▶ Work instruction:
Exact repetition of the data is the whole task.

▶ Material provided:
------

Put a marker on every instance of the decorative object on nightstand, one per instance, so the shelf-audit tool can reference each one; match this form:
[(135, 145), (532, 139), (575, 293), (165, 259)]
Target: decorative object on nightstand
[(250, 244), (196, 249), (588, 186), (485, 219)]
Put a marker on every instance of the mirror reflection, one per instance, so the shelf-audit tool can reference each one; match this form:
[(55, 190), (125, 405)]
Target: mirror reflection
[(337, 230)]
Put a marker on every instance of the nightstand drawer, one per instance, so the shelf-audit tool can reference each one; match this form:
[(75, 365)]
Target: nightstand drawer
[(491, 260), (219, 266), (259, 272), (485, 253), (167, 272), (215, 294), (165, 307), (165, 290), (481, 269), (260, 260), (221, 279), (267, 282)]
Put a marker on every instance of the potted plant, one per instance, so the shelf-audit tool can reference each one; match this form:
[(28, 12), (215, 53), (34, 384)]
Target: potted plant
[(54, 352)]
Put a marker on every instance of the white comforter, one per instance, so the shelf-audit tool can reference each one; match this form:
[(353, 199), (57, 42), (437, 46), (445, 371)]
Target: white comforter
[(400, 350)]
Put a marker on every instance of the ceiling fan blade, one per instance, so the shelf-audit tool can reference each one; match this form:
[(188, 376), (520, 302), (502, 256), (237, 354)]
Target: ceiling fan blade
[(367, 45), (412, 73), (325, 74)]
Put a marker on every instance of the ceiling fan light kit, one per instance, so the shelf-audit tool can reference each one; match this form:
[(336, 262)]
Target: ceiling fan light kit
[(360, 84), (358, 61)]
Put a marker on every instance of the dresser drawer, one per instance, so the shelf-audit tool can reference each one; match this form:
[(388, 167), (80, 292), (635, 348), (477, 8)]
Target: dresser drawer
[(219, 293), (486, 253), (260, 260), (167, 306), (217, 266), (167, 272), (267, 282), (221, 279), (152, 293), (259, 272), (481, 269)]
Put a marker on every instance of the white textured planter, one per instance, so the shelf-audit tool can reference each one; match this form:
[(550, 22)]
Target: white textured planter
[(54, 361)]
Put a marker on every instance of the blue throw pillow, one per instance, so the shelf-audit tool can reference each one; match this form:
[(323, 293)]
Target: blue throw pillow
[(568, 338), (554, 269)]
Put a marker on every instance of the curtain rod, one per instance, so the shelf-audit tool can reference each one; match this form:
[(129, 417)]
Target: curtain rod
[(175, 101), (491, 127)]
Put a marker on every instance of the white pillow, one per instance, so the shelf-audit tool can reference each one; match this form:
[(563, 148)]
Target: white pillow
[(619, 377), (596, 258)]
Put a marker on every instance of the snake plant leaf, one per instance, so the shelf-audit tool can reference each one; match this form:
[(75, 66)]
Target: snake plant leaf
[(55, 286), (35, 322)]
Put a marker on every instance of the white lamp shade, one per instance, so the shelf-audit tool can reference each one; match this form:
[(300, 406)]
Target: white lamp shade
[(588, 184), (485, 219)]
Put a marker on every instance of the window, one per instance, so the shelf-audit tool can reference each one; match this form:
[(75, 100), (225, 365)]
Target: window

------

▶ Task solution:
Put a marker on every instance of the decorative object on nightstand, one per instance, so the shelf-audit tool can reference each one; match this form:
[(135, 145), (532, 139), (575, 293), (165, 259)]
Target: decorative object on nightstand
[(250, 244), (196, 249), (588, 186), (485, 219)]
Put a marker on every instance of the mirror reflection, one per instance, so the shelf-audit tool can reference each one; match this form:
[(55, 190), (125, 405)]
Target: mirror reflection
[(337, 230)]
Put a marker on every instance of the nightstand drawer, one per instance, so the shelf-audit tool can reference each one; match this form:
[(75, 365)]
Target: nightstand drawer
[(491, 260), (219, 266), (259, 272), (485, 253), (167, 272), (215, 294), (165, 307), (165, 290), (481, 269), (260, 260), (221, 279), (267, 282)]
Put a marker on every instance of the potted plant, one per instance, so the shelf-audit tool can reference each one; match this form:
[(28, 12), (215, 53), (34, 384)]
Target: potted plant
[(54, 352)]
Put a marker on every instance of the white comforter, one per instance, so the shelf-audit tool can reference each one; match this form:
[(353, 199), (57, 42), (437, 46), (445, 371)]
Target: white comforter
[(400, 350)]
Put a marker on every instance of the ceiling fan blade, one per instance, so the shelf-audit tool can reference each one; match this form:
[(188, 376), (520, 302), (502, 256), (237, 354)]
Target: ceiling fan blade
[(367, 45), (412, 73), (325, 74)]
Put a marker on every instance of the ceiling fan light kit, one per instance, so the shelf-audit tool can reference each one; match this form:
[(336, 262)]
Target: ceiling fan light kit
[(360, 84), (358, 61)]
Put a marker on every instance of the dresser drawer, one per instance, so the shelf-audit tool can reference each one; match this form:
[(388, 167), (80, 292), (635, 348), (477, 8)]
Target: dresser drawer
[(219, 293), (486, 253), (260, 260), (167, 306), (217, 266), (167, 272), (267, 282), (221, 279), (152, 293), (259, 272), (481, 269)]
Put a marker on every instance of the white textured planter, one per instance, so the shelf-audit tool can reference each one; match this form:
[(550, 22)]
Target: white textured planter
[(54, 361)]
Put a marker on every instance of the blue throw pillow, one per instance, so the shelf-audit tool can reference each one; match this form:
[(323, 293)]
Target: blue throw pillow
[(568, 338), (554, 269)]
Put a marker on every instance of the curtain rod, one per instance, so the shelf-audit tool can reference each one; match this form:
[(129, 417)]
Target: curtain rod
[(175, 101), (491, 127)]
Put a marker on every instance of the white pillow, one per instance, so the shelf-audit tool can reference each one; match this form:
[(563, 148)]
Target: white pillow
[(619, 377), (596, 258)]
Put a marker on every instance of the snake plant leaf, one per instance, so the shelf-audit tool can reference each one; match this form:
[(75, 66)]
Target: snake plant leaf
[(55, 286), (35, 322)]
Put a marker on every instance of the white lamp shade, one per instance, so the shelf-audit tool can reference each one; match this form:
[(300, 406)]
Target: white lamp shade
[(588, 184), (485, 219)]
Put a marker on every instance of the window, one per instance, so the shelf-audit tool can reference each one; match this form:
[(75, 100), (225, 365)]
Target: window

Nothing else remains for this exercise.